Carry on the article about unsustainable pension withdrawal rates in the FCA's 2020/21 retirement income figures, starting after its last sentence.
Document extract Start Marker
The number of people taking regular pension withdrawals are at an unsustainable rate according to the just published UK regulator FCA's Retirement income market data for the year 2020/21.

Nearly half (43%) of regular withdrawals were taken out at an annual rate of 8% or more of the pot value, up from 42% in 2019/20.

Jon Greer, head of retirement policy at Quilter, said : "While the number of pensions being fully cashed out at the first time of asking is decreasing, it still makes up the vast majority of ways pension pots are being accessed following the pension freedoms.

"It might be that people are taking a pause for breath with their retirement funds as a result of the pandemic, but it is important that providers, the FCA and government departments make every effort to ensure people know their options when it comes to retirement.

"However, while people cashing out immediately is dropping, it is still the overwhelmingly primary way for people to access their retirement savings."

Greer continued: "Our own experience tallies with this data in that customers looking to access their pension money usually already have a set idea about the action they want to take, especially with smaller pension pots.

"This is where the recent stronger nudge to pension guidance could make significant headway, but consumer awareness of pensions needs to improve to help make it a success and ensure decisions are properly researched and not taken on a whim."

He added: "Perhaps most worryingly is the number of people taking regular withdrawals at an unsustainable rate. 43% of regular withdrawals were withdrawn at an annual rate of 8% or more of the pot value, up from 42% in 2019/20.

"This will quickly drain a pension pot and will not see it replenished fast enough, even in buoyant markets. As we have seen over the last two years, markets can crash at an instant, and withdrawing at such a rate will result in difficult choices having to be made in retirement.
Document extract End Marker
Data provided Start Marker
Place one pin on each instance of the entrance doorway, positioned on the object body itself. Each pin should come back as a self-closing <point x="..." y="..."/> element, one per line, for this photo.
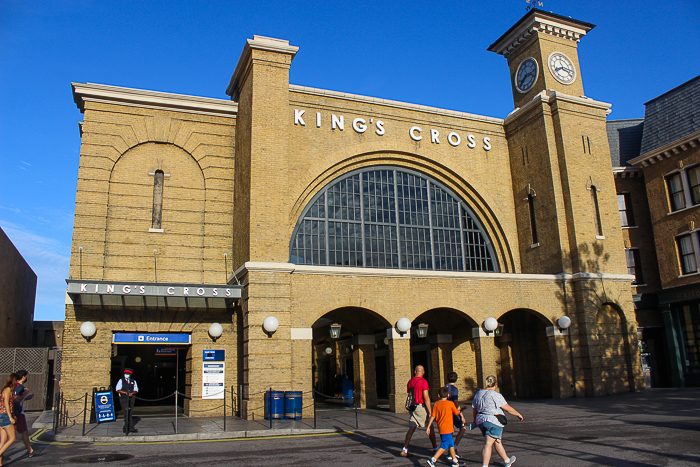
Data provided End Marker
Response area
"Pension freedoms have been a great success for people being able to take flexible approaches with their money, but more access to advice and guidance is needed to help people understand longevity and the risk of running out of money in retirement. On its own the state pension is not enough to live off comfortably so people need to make sure their private savings can last."

Greer further said: "Awareness also needs to be raised on what people then do with the cash once they get it. Investment pathways will have helped with this but it is too early to assess the impact these have had on people's decision making.

"Far too many people take their pension pot and stick it in cash. With inflation spiking and prices likely to be reset at a higher level, those sat in cash will quickly see their money eaten away. This invisible threat could result in the difference between a comfortable and a difficult retirement. Guidance, therefore, is a good first step but every effort needs to be made to get people to seek financial advice on what to do with their hard-earned retirement savings."